◆ Work to do: Take the line that contains "Mark each instance of the ruined" as the first line and the last line of the material below as the final one; reproduce exactly the lines between, inclusive.

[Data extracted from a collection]
start

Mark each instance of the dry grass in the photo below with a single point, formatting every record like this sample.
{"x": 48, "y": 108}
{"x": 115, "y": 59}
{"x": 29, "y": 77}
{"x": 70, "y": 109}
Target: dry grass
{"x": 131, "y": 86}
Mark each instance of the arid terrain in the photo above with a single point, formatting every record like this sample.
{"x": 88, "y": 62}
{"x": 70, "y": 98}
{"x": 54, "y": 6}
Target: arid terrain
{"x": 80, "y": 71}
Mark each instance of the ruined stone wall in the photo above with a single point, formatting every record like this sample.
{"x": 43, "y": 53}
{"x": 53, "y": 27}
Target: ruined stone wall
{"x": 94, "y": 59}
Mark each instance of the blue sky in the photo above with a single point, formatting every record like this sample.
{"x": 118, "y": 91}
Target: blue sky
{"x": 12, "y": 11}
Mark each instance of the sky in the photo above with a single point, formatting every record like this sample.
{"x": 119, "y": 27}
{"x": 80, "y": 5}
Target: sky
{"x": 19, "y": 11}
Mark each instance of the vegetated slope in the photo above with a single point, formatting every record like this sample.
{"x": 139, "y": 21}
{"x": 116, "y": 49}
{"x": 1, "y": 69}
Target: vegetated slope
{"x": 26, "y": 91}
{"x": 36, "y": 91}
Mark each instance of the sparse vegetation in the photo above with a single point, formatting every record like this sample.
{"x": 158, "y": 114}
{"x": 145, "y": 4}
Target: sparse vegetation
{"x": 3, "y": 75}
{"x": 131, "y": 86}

end

◆ Solved exercise:
Mark each instance of the ruined stone wall in the photo above with a single point, formatting every record like this sample.
{"x": 43, "y": 53}
{"x": 53, "y": 27}
Target: ruined stone wall
{"x": 94, "y": 59}
Mark each instance of the blue sky in the photo above with a single point, formatting every record like this sample.
{"x": 118, "y": 91}
Target: blue sky
{"x": 12, "y": 11}
Mark each instance of the sky in the photo above with a single point, formatting every record like this sample.
{"x": 119, "y": 27}
{"x": 80, "y": 5}
Target: sky
{"x": 19, "y": 11}
Mark each instance of the vegetated slope in the photo above with a single point, formatting every record like this sample.
{"x": 139, "y": 21}
{"x": 116, "y": 49}
{"x": 1, "y": 69}
Target: vegetated slope
{"x": 26, "y": 91}
{"x": 36, "y": 91}
Mark each instance of the sparse vegetation in the photo above with a single point, formatting every record like this sample.
{"x": 158, "y": 114}
{"x": 145, "y": 4}
Target: sparse vegetation
{"x": 3, "y": 75}
{"x": 131, "y": 86}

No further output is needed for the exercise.